═══ EXERCISE MATERIAL

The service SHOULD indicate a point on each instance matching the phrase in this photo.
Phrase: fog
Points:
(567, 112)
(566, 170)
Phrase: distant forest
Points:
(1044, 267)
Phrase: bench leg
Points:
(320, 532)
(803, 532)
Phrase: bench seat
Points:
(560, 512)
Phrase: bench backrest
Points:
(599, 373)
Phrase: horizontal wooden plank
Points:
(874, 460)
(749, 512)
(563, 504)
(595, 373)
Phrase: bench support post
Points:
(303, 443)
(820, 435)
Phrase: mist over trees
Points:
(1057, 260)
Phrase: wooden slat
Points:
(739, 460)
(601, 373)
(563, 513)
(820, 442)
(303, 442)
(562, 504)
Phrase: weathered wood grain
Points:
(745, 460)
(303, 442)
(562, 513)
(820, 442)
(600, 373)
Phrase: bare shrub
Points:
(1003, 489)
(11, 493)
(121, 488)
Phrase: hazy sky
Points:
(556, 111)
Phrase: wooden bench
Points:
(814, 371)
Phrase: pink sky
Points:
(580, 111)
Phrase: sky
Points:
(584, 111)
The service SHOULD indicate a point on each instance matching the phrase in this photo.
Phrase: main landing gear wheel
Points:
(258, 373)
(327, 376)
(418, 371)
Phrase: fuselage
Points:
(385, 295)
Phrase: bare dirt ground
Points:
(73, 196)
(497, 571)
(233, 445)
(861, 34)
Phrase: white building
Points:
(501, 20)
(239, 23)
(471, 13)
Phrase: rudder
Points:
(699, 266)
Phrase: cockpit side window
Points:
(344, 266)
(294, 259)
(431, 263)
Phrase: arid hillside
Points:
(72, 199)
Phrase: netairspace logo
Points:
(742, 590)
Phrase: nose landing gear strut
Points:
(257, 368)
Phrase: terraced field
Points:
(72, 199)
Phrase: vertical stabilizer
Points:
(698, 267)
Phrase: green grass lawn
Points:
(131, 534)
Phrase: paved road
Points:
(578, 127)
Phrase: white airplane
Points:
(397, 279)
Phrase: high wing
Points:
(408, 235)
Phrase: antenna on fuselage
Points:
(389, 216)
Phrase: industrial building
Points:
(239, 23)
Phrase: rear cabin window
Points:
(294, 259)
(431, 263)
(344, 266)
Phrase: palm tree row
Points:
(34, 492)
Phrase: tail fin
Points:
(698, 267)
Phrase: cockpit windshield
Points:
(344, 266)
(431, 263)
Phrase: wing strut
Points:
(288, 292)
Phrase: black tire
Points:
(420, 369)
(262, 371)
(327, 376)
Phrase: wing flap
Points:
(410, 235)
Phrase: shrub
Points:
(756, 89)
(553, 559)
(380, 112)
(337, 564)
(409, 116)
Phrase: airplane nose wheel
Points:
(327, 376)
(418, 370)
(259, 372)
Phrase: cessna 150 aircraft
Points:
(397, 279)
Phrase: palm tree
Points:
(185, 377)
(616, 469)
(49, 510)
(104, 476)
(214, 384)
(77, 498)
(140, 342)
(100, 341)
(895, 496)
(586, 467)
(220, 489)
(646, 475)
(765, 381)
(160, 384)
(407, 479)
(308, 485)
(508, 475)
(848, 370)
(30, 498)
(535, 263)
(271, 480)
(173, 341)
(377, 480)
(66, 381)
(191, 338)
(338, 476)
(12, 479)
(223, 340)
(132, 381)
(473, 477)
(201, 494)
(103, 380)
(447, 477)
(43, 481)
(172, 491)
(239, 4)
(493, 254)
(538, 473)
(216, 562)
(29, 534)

══════

[EXERCISE DIRECTIONS]: Within the data above, the span starting at the line containing "Phrase: weathered wood grain" and ending at the line containing "Phrase: industrial building" is to be retyped exactly, with no other lines.

[WRITTEN REPLY]:
Phrase: weathered wood grain
Points:
(745, 460)
(303, 442)
(562, 513)
(820, 442)
(600, 373)
Phrase: bare shrub
Points:
(1003, 489)
(11, 493)
(121, 488)
Phrase: hazy sky
Points:
(556, 111)
Phrase: wooden bench
Points:
(814, 371)
Phrase: pink sky
Points:
(580, 111)
Phrase: sky
Points:
(584, 111)
The service SHOULD indicate a point on each instance matching the phrase in this photo.
Phrase: main landing gear wheel
Points:
(258, 373)
(327, 376)
(418, 371)
Phrase: fuselage
Points:
(385, 295)
Phrase: bare dirt ground
Points:
(73, 196)
(497, 571)
(233, 445)
(861, 34)
Phrase: white building
Points:
(501, 20)
(239, 23)
(471, 13)
Phrase: rudder
Points:
(699, 266)
Phrase: cockpit side window
Points:
(344, 266)
(294, 259)
(431, 263)
Phrase: arid hillside
Points:
(72, 199)
Phrase: netairspace logo
Points:
(742, 590)
Phrase: nose landing gear strut
Points:
(257, 368)
Phrase: terraced field
Points:
(72, 199)
Phrase: vertical stabilizer
Points:
(698, 267)
Phrase: green grass lawn
Points:
(131, 534)
Phrase: paved road
Points:
(578, 127)
Phrase: white airplane
Points:
(397, 279)
Phrase: high wing
Points:
(408, 235)
Phrase: antenna on fuselage
Points:
(389, 216)
Phrase: industrial building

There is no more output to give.